Exercise directions: Extend the conversation about road races beyond its last line, picking up after the final question put to Mary Pilon.

***** Given passage *****

KINCERWhat we're finding -- because we assist a lot of community groups and charitable groups with putting on road races. And so we're finding that they do have some additional questions. They need, you know, some more advice along these sorts of topics. But I agree completely with Chris that knowing that a group like Montgomery County Road Runners or Pacers is working with these small organizations, the mom and pops, the, you know, charity groups that have never done this, I think that that's comforting to the community, to the people that are issuing permits, all the authorities. And it can allow that -- these partnerships that we do can allow that sort of thing to keep going.
FISHERAnd you have in the Montgomery County Road Runners Club -- I mean, this is a nonprofit that sponsors races as do many in the area -- do you see yourself as sort of in competition with all these various charity runs and branded runs?
KINCERAre you referring to the mom and pop or are you referring to...
FISHERWell, I mean, there's such a plethora of options that people have now in all of these sponsored races and so on. Is it a very crowded marketplace and is there any downside to that?
KINCERIt's a crowded marketplace but I think that some of the options that are out there for people now are actually inviting people who would be hesitant to go out and run a traditional road race into the sport. I think that that's a good thing. Maybe they'll come out and they'll join one of our races someday or one of our training programs, after achieving that sort of comfort level.
FARLEYWe're for-profit at Pacers. And yeah, we see it as competition. Maybe it's a little bit different perspective. We do see it as competition and, you know, we want to put on a better experience than the color runs or the glow stick runs or, you know. And we certainly appreciate what they do, but we see them as a different level of completion than we see these guys, Karen, and these guys in Montgomery County who've been there forever. We're not sure how long these color runs or the glow stick runs or, you know, all these new-age runs are going to be. We don't know how long they're going to be around. It's a great entry point, but yeah, it's competition.
FISHERAnd those gimmicky kinds of color runs and fun runs, we have a tweet from a listener who says, "Are runners getting bigger and fatter? I see more runners recreationally and in races, but they seem to be getting bigger. Why is that and why is it not working?" So is that -- this phenomenon of the kind of gimmicky sort of runs?
FARLEYAbsolutely. Again, it's more about the experience for these guys. It's not necessarily about how fast you get from point A to point B, it's about your shirt being tie-dyed afterwards or you're enjoying a beverage or food after the race and experiencing it with a community of friends. It's more about the community now than it is about yourself.
FISHERThat phenomenon has gotten so extreme that last summer the Bowie Baysox minor league baseball team pushed back against this phenomenon by sponsoring a 1K jog around the infield. And anyone who could complete that onerous task would get a Bud Light for their troubles. So clearly…
FISHERThat's what's out there, yeah.
FISHERExactly. And, Mary Pilon, as you see that end of the marketplace, which is kind of more entertainment than anything else and then at the other extreme the tough mudder phenomenon, what's actually happening here? Is this the democratization of running? And what's happening at that sort of high end, the tough mudder phenomenon?

***** Supplied data *****

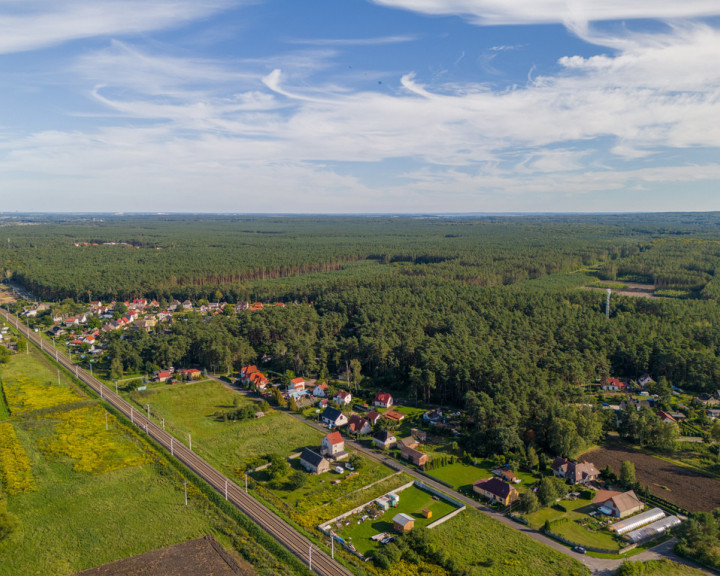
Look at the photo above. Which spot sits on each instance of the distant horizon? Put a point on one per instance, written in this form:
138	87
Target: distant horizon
360	107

*****

Final answer:
PILONYeah, I don't think anybody would dispute there's been a boom in registration and entries in the sports, whether that's a half marathon or full. One of the things that's happening at the elite levels is this year a competitor group organizes more than 80 high-profile events around the world. They're probably best known for their rock and roll series. They announced that they would no longer being paying appearance fees to elite athletes at their race. And they're one of the for-profit players in the business. And that's opened up this discussion about what is obligation to the elite level of the sport as its base is broadening? You know, this is an off-Olympic cycle. I think that some Olympians do very well and have pretty lucrative sponsorship deals. A lot of them don't.
PILONAnd one of the things about distance running, in particular, that's unique is not that it's easy to be a sprinter, but you only can do so many marathons a year if you're a top athlete. Then you factor in injuries, training, kind of what that lifestyle costs, so a lot of the lead athletes and the Olympians that I've talked to regarding the competitor group decision and otherwise what's going on in the sport, are kind of wondering, as more and more people sign up for these races -- and as much as they love the idea of seeing more people engaged in the sport -- how is that wealth generated from that -- whether that's sponsorship dollars, entrance fees, whatever it may be -- how is that being distributed? It's a really interesting time I think for the sport.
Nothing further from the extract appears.